WHAT THE TASK ASKS. Swap "rough mask" for "coarse mask" in the listing, from its first line through the line containing "positive clicks: (269, 130)". Reproduce only those lines and leave everything else unchanged.

Items listed in a dataset
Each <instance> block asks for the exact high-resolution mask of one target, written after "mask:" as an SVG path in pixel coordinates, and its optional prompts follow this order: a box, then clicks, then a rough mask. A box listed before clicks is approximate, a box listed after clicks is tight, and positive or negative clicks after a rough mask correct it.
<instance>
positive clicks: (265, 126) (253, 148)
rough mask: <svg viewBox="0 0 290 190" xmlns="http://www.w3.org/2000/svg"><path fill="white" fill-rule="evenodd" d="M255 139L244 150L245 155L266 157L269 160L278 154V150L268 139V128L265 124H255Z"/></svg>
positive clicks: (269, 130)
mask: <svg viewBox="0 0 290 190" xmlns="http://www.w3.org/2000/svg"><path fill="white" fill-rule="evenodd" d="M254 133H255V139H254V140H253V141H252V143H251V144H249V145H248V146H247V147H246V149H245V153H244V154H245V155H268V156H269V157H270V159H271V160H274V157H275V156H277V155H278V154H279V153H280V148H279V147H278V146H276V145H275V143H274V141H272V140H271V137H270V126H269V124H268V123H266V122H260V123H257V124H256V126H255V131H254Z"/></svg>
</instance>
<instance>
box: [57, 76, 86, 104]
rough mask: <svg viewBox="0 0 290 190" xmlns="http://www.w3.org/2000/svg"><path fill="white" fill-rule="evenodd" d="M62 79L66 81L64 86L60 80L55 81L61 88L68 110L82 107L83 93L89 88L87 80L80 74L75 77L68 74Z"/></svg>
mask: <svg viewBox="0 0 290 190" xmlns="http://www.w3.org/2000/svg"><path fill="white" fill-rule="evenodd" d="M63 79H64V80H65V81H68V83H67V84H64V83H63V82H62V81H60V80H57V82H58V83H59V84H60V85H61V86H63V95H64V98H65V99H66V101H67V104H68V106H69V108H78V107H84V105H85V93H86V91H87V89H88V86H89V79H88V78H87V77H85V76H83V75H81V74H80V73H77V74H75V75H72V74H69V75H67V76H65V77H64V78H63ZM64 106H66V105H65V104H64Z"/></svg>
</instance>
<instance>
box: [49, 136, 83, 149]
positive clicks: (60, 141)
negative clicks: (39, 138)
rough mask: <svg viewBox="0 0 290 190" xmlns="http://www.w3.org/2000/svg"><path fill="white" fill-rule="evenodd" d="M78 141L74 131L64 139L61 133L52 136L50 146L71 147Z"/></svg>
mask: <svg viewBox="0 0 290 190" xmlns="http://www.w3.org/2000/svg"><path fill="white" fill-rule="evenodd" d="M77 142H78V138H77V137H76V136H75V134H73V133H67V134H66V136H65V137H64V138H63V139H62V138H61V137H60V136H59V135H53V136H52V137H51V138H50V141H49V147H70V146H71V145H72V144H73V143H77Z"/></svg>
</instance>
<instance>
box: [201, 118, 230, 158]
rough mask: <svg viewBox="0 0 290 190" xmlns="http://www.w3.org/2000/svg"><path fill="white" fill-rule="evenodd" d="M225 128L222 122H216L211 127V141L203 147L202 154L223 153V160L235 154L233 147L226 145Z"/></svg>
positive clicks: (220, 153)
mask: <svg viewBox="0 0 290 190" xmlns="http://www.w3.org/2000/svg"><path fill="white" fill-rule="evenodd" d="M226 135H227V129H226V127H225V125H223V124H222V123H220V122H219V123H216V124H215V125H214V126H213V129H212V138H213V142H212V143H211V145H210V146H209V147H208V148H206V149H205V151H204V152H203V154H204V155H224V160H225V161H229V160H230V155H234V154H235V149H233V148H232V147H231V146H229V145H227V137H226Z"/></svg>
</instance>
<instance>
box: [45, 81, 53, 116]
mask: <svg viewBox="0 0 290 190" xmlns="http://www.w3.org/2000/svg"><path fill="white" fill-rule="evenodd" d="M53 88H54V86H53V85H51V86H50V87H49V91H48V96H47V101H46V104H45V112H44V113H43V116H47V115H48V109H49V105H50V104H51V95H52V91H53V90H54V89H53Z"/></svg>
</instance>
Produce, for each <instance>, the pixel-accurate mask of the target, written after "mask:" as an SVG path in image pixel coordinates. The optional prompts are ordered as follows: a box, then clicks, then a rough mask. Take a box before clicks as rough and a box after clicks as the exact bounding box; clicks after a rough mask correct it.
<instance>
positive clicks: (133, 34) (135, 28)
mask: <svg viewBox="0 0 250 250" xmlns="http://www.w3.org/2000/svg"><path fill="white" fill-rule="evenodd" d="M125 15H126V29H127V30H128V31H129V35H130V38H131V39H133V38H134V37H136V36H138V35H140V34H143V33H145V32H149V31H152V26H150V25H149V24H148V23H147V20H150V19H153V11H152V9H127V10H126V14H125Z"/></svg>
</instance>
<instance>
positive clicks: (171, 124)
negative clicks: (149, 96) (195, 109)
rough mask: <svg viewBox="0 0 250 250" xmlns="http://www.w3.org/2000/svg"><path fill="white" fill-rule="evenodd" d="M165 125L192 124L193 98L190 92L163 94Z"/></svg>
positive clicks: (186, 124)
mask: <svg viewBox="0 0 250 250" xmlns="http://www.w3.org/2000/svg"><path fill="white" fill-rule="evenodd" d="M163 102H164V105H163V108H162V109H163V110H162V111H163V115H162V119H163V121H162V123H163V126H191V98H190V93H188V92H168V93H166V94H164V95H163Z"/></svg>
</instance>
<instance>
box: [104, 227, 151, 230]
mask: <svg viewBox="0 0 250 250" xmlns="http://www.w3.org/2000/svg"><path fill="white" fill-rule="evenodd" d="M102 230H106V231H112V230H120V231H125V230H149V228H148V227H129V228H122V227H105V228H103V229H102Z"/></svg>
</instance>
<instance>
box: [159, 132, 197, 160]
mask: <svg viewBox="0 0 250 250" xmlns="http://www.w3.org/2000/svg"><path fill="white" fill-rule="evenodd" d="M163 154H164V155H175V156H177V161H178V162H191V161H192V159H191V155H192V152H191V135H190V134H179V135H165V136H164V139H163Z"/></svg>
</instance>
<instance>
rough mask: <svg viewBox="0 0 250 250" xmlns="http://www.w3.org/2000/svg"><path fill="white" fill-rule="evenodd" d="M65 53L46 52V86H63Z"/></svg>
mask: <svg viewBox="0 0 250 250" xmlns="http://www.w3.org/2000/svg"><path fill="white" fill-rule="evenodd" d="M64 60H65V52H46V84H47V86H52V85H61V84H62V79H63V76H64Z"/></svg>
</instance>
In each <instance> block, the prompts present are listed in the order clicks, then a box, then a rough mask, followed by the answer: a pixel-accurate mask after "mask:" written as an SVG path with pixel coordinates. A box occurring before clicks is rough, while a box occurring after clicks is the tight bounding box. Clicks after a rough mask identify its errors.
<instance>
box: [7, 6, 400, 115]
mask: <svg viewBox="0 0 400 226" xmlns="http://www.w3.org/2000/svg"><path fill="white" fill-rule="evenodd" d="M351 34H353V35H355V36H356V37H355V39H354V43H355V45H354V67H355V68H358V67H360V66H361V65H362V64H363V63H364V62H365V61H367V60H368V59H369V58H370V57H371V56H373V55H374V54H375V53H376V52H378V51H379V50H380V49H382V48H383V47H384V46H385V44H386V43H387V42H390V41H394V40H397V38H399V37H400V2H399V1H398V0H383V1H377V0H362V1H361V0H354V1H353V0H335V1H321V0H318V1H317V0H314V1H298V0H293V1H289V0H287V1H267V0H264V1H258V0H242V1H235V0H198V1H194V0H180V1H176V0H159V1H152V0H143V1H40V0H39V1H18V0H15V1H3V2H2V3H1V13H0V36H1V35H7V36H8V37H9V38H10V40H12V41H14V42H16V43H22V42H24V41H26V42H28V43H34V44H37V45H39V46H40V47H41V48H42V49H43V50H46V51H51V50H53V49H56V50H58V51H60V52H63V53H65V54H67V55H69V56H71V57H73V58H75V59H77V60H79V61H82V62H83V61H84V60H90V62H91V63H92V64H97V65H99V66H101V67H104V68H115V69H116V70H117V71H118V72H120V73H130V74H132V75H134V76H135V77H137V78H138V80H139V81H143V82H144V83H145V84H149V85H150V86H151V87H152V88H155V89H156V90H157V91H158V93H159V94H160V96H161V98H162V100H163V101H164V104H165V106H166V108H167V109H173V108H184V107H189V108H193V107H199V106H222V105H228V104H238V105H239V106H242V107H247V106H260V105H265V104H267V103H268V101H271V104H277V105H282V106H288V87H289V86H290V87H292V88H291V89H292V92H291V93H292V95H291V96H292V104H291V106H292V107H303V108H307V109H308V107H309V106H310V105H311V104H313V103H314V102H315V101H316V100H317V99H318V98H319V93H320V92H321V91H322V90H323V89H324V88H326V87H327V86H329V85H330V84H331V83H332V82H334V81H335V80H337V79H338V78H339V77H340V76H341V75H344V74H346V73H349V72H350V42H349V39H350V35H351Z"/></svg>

SOLUTION TO THIS TASK.
Each <instance> block asks for the exact high-resolution mask of one target, written after "mask:" as an SVG path in pixel coordinates, and its optional prompts follow this order: a box, then clicks, then a coarse mask. A box listed before clicks is approximate, a box listed after clicks is tight, and positive or negative clicks after a coarse mask correct it.
<instance>
positive clicks: (265, 126) (253, 148)
coarse mask: <svg viewBox="0 0 290 190" xmlns="http://www.w3.org/2000/svg"><path fill="white" fill-rule="evenodd" d="M255 139L244 150L245 155L266 157L269 160L278 154V150L268 139V128L265 124H255Z"/></svg>
positive clicks: (269, 130)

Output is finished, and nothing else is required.